The problem:
Update every one of the lines below by changing "single line" to "single row" and keeping everything else the same, but leave the pictures out of your answer.

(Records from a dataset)
-- begin --

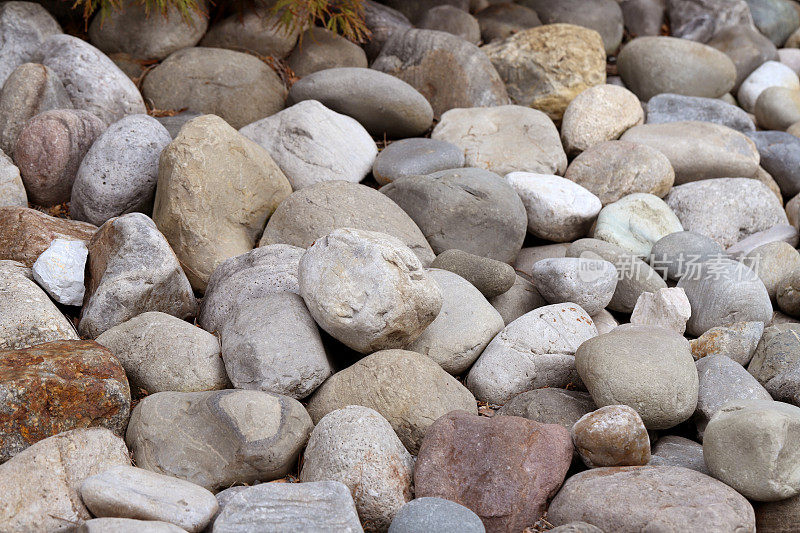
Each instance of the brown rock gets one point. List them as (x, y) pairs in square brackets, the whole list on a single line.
[(58, 386), (613, 435), (504, 468), (547, 66), (26, 233), (49, 150)]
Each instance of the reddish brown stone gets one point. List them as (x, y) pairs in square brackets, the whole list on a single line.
[(504, 468), (58, 386), (26, 233)]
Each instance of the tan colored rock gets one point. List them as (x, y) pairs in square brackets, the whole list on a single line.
[(216, 190), (548, 66)]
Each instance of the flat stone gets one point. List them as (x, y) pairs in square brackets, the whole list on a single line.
[(208, 151), (129, 492), (504, 139), (408, 389), (415, 157), (668, 498), (217, 438), (546, 67), (310, 214), (238, 87), (494, 476), (535, 351), (644, 367), (655, 65), (613, 169), (160, 352), (416, 56), (357, 446), (118, 174), (41, 483), (93, 82), (469, 209), (310, 143)]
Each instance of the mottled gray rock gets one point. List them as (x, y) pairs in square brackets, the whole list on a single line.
[(536, 350), (644, 367), (315, 211), (655, 65), (162, 353), (664, 498), (296, 507), (504, 139), (414, 157), (390, 298), (383, 104), (357, 446), (119, 172), (469, 209), (29, 90), (311, 144), (752, 446), (416, 56), (129, 492), (132, 269), (236, 86), (93, 82), (217, 438), (408, 389), (726, 209), (667, 107)]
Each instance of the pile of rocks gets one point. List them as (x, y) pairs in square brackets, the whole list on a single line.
[(505, 267)]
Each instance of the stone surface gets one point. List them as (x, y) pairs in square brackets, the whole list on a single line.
[(751, 445), (237, 87), (93, 82), (134, 30), (663, 498), (699, 150), (613, 435), (464, 326), (408, 389), (49, 151), (358, 447), (247, 187), (614, 169), (315, 506), (546, 67), (41, 484), (655, 65), (508, 466), (600, 113), (558, 209), (666, 107), (132, 270), (390, 298), (415, 157), (535, 351), (644, 367), (722, 292), (417, 57), (310, 143), (381, 103), (217, 438), (726, 209), (469, 209), (315, 211), (162, 353), (129, 492), (504, 139), (118, 174), (58, 386)]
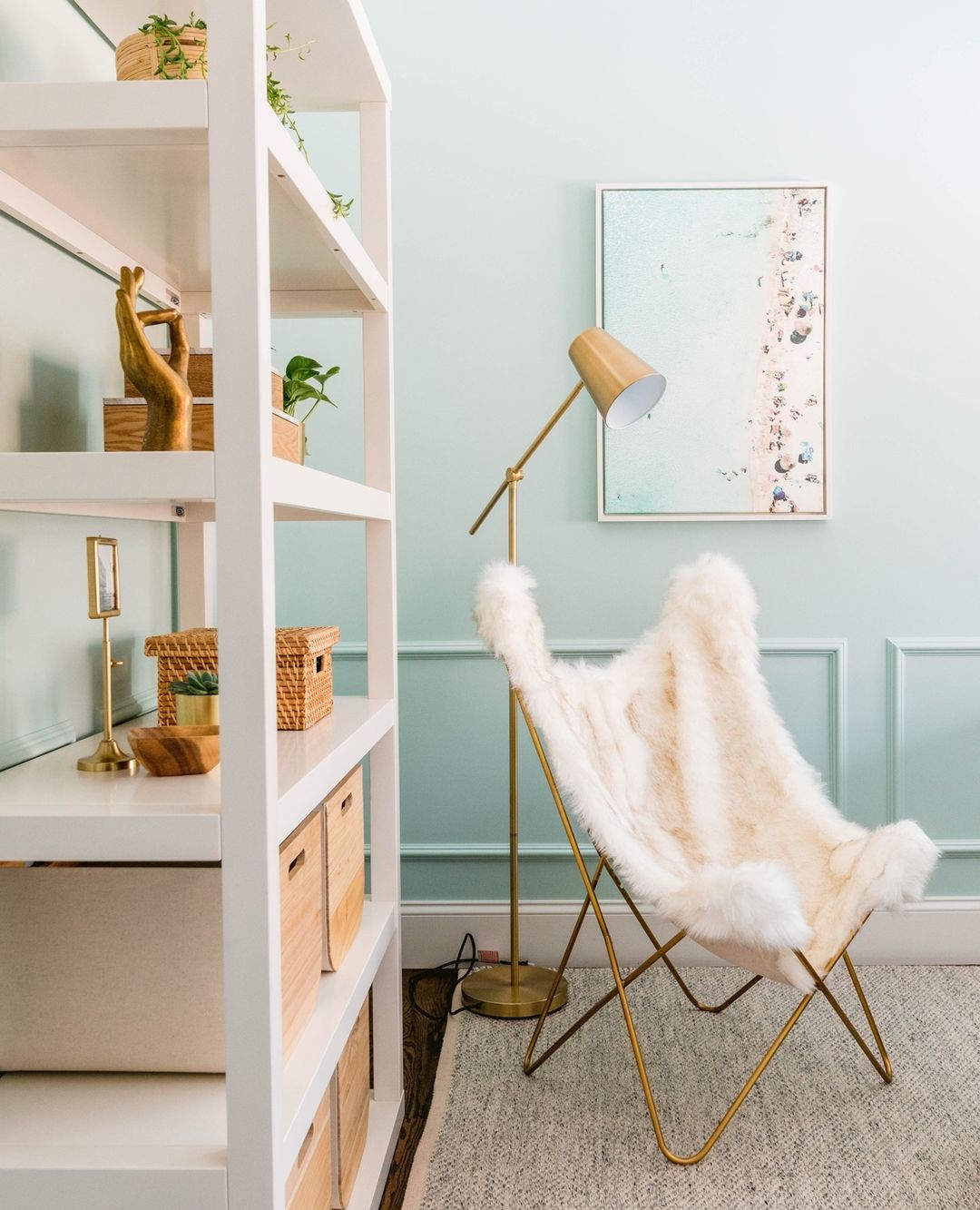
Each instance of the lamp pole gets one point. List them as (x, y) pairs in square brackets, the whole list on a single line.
[(523, 990), (623, 388)]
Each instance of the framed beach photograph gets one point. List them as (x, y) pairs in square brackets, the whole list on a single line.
[(722, 288), (103, 576)]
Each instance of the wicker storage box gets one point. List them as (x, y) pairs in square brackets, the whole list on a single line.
[(344, 865), (309, 1185), (304, 673), (138, 57), (351, 1104)]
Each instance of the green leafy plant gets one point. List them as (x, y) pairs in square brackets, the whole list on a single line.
[(196, 685), (304, 380), (279, 98), (172, 52)]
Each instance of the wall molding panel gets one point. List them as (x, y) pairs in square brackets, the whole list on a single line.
[(936, 932), (35, 743), (899, 651), (834, 651)]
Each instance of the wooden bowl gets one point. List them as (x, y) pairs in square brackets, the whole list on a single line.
[(174, 752)]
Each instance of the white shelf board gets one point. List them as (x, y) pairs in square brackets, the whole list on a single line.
[(384, 1123), (97, 1141), (341, 995), (127, 161), (147, 484), (343, 69), (142, 484), (312, 762), (53, 812), (93, 1140), (50, 811), (303, 494)]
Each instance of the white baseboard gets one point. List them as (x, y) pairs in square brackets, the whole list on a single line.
[(936, 932)]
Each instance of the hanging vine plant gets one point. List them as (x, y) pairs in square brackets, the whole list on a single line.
[(173, 41), (181, 52)]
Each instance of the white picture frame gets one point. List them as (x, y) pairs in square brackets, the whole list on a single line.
[(731, 516)]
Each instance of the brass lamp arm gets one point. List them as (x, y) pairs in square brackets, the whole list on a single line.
[(514, 472)]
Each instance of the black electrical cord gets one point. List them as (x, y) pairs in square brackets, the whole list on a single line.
[(446, 969)]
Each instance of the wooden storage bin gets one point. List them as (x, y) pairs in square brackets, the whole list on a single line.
[(304, 671), (344, 868), (309, 1185), (351, 1104), (119, 967), (301, 893)]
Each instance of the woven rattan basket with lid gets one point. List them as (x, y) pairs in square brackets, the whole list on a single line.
[(304, 672)]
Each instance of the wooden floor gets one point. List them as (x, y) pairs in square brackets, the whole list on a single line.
[(423, 1042)]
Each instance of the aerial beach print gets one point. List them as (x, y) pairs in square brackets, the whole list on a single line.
[(721, 288)]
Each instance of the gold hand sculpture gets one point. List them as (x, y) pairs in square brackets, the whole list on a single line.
[(162, 385)]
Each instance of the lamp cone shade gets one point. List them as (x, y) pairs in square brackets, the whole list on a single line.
[(621, 384)]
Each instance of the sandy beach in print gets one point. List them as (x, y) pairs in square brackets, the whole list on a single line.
[(722, 290), (787, 424)]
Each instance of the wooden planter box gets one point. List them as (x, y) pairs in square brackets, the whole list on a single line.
[(304, 672), (125, 420), (201, 378)]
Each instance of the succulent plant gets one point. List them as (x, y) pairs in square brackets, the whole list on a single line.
[(196, 685)]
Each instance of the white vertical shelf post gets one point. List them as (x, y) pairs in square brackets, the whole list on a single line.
[(239, 170), (195, 574), (383, 625)]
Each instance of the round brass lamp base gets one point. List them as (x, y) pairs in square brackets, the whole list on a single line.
[(108, 758), (489, 992)]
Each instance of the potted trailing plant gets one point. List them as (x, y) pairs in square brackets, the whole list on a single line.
[(304, 380), (196, 700), (167, 50)]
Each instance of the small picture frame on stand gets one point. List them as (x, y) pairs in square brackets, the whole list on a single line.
[(103, 577), (102, 556)]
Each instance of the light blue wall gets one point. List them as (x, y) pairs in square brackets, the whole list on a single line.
[(58, 357), (505, 119)]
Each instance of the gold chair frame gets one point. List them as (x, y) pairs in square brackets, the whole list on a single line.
[(882, 1065)]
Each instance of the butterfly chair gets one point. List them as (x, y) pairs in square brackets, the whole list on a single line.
[(674, 760)]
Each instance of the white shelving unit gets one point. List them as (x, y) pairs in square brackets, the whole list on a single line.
[(199, 182)]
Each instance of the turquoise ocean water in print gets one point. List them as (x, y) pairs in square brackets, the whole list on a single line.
[(681, 287)]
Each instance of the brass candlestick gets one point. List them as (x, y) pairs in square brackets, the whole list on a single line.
[(103, 603)]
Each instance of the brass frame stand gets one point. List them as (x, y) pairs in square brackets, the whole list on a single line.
[(882, 1065), (108, 758), (515, 991)]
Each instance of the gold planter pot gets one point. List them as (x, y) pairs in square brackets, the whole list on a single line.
[(196, 709)]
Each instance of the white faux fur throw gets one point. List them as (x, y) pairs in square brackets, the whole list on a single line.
[(674, 759)]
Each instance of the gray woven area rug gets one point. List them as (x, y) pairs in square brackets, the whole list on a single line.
[(819, 1132)]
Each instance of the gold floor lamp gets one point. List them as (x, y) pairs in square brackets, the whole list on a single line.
[(624, 389)]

-- end --

Task answer:
Each instance of the brown rock gets one point. List them as (x, y) pairs in square brackets, the whole list on a single row.
[(58, 386), (613, 435), (504, 468), (547, 66), (26, 233), (49, 150)]
Each instance of the reddish brown stone gets one point. List them as (x, y) pairs in square brackets, the whole list on a single row.
[(504, 468), (58, 386), (26, 233)]
Each instance of the tan colored rock gets one point. List them as (x, y) pairs in square brackets, the whole list on a single row.
[(216, 190), (548, 66)]
Each instance of the flat stone gets one point. List them as (x, y) pairs in square brackets, the whole list on a single row.
[(208, 151), (129, 492), (504, 139), (408, 389), (415, 157), (668, 498), (217, 438), (546, 67), (310, 214), (238, 87), (494, 476), (535, 351), (644, 367), (655, 65), (613, 169), (160, 352), (416, 56), (357, 446), (118, 174), (41, 483), (93, 82), (469, 209), (310, 143)]
Each instance of the mottled gray rock gets one point. List them as (x, y) pairs in square brackets, the whole list on a single row.
[(536, 350), (644, 367), (315, 211), (655, 65), (162, 353), (664, 498), (296, 507), (504, 139), (414, 157), (390, 298), (383, 104), (357, 446), (119, 172), (469, 209), (29, 90), (311, 144), (752, 446), (416, 56), (129, 492), (132, 269), (236, 86), (93, 82), (217, 438), (408, 389), (726, 209), (667, 107)]
Each instance of the pile of rocks gets one point. List them as (x, y) pairs in square brackets, the whole list on a single row.
[(505, 267)]
Each instance of the stone surface gets one point. List them as (x, y) pairs in square brackets, the whole list on a single row.
[(751, 445), (237, 87), (93, 82), (134, 30), (663, 498), (699, 150), (613, 435), (464, 326), (408, 389), (49, 151), (358, 447), (247, 187), (614, 169), (315, 506), (546, 67), (41, 484), (655, 65), (508, 466), (600, 113), (558, 209), (666, 107), (132, 270), (390, 298), (415, 157), (535, 351), (644, 367), (722, 292), (417, 57), (310, 143), (381, 103), (217, 438), (726, 209), (469, 209), (315, 211), (162, 353), (129, 492), (504, 139), (118, 174), (58, 386)]
Each instance of the lamp pole gets one point. List them as (x, y) pairs in square brackets, the whole list on a single row.
[(523, 990), (623, 388)]
Each instance of the framed beach photograph gets one point. List them as (x, y) pairs in square brackets, the whole list on a single row.
[(722, 288), (103, 576)]
Each instance of the wicker storage box gets one point. List them as (x, y) pairs in square brackets, the whole list on a single row.
[(344, 865), (309, 1185), (304, 673), (138, 57), (351, 1104)]
Each instance of the green leafy plant gets one point. List them as (x, y) pairs in square brackets, the whole list on a single row.
[(196, 685), (304, 380), (279, 98), (172, 52)]
Each instance of the wall molding panel gets one point. List them as (x, y) pairs in square brackets, the whole list on a single row.
[(936, 932), (35, 743), (899, 651), (834, 651)]
Each instance of the wooden bowl gets one point. List them as (x, y) pairs in square brackets, the whole list on a single row.
[(174, 752)]
Each instance of the white shelf board gets one point. List them as (x, y) pairs in square brackets, the whole list on a single row.
[(384, 1123), (97, 1141), (341, 995), (127, 161), (147, 484), (343, 69), (142, 484), (312, 762), (53, 812), (93, 1140), (50, 811), (303, 494)]
Each instance of the white baseboard gets one point. List them as (x, y) pairs in square brackets, the whole list on a single row.
[(936, 932)]
Each instance of the hanging vine plant gets one point. List them as (x, y) pairs in square brackets, the whole list on a single row.
[(173, 41), (181, 52)]
Each instance of the white picture frame gets one point. List them as (x, y) pairs in square brackets, the whole list on a single row.
[(731, 516)]
Each instance of the brass lamp arm gets one point. List them as (x, y) pairs in square brackets, the whole list on a single row.
[(514, 472)]
Each instance of the black electrical cord gets one point. List them as (x, y) pairs in square brackets, the whole list on a single row.
[(446, 969)]
Each instance of the wooden storage bin gets one point. List them as (x, y) pairs in square brackets, the whole list on a single row.
[(304, 671), (344, 868), (309, 1185), (351, 1104), (119, 967), (301, 893)]
Each instance of the woven rattan basket with lid gets one point. List them as (x, y) pairs in square brackets, the whole list on a single row.
[(304, 672)]
Each instance of the wooden floor gets one point. List them as (x, y) pairs in square brackets, the whole list on a single row.
[(423, 1042)]
Each instance of the aerial beach print gets one point. List them as (x, y) pairs in square brackets, the whole list on a single row.
[(721, 288)]
Each instance of the gold hand sculpture gets one point. List them as (x, y) pairs in square brackets, the whole list on a single row.
[(162, 385)]
Each instance of the lamp cone shade gets one point. List them as (x, y) pairs in square brackets, the whole list on a single row.
[(621, 384)]
Each instance of the sandy beach in print gets one point. List them as (x, y) pairs in square brackets, the whole list on a single row.
[(722, 290), (787, 424)]
Each instance of the wooden planter box gets one point. List them as (x, y) pairs in square brackets, the whole list on a single row.
[(304, 672), (125, 420), (201, 378)]
Each instance of the succulent plant gets one point. List them as (x, y) pairs in square brackets, the whole list on a single row.
[(196, 685)]
Each instance of the white vertical shelf post gets one point. List them as (x, y) pairs in square brackets, the whole list on a single row.
[(239, 170), (195, 574), (383, 625)]
Each instance of the round brass lamp base gets one point. List them as (x, y) pairs in square brackets, the whole list on a single row.
[(108, 758), (489, 992)]
Each instance of the potted trailing plant gets one point. List them as (x, y) pairs in square brackets, the whole list on a single row.
[(304, 380), (196, 700), (167, 50)]
Each instance of the small picture frame on stand gets one point. List them as (x, y) pairs in square brackets, the whole list on a single row.
[(103, 577), (102, 556)]
Each instance of the light blue wall gets one point. List them as (x, y) pairs in square brackets, the whole list on a single row.
[(58, 357), (505, 119)]
Each instance of the gold chair frame gets one point. List them as (x, y) pairs in square brackets, the whole list on a single row.
[(882, 1065)]
Each instance of the butterfly chair gets one point. List them as (x, y) pairs in square brackets, the whole list on a single row.
[(674, 760)]
Each instance of the white shelving unit gets one point. List them as (x, y) pairs in square brackets, the whole list on a single row.
[(199, 182)]
Each instance of the turquoise ocean water in print gets one point. List them as (x, y) pairs in square brackets, the whole list on a single row.
[(681, 287)]
Each instance of the brass candlestick gets one point. List them as (x, y) pairs in square brackets, the whole list on a single row.
[(103, 603)]
Each instance of the brass frame stand gets one point. List them as (x, y) pairs in square brackets, the whole list on a single row.
[(882, 1065), (108, 758), (515, 991)]
Each instance of the gold planter pot gets one point. List them as (x, y) pairs in square brackets, the whole list on a single row.
[(196, 709)]
Each instance of the white faux fur throw gets one point. List them as (x, y) pairs in square brackets, the whole list on a single row.
[(674, 759)]
Each instance of the gray woven area rug gets one point. List them as (x, y) pairs in square brackets, the whole list on a single row.
[(819, 1132)]
Each instance of the gold floor lamp gets one point. List them as (x, y) pairs in square brackets, the whole list on a single row.
[(624, 389)]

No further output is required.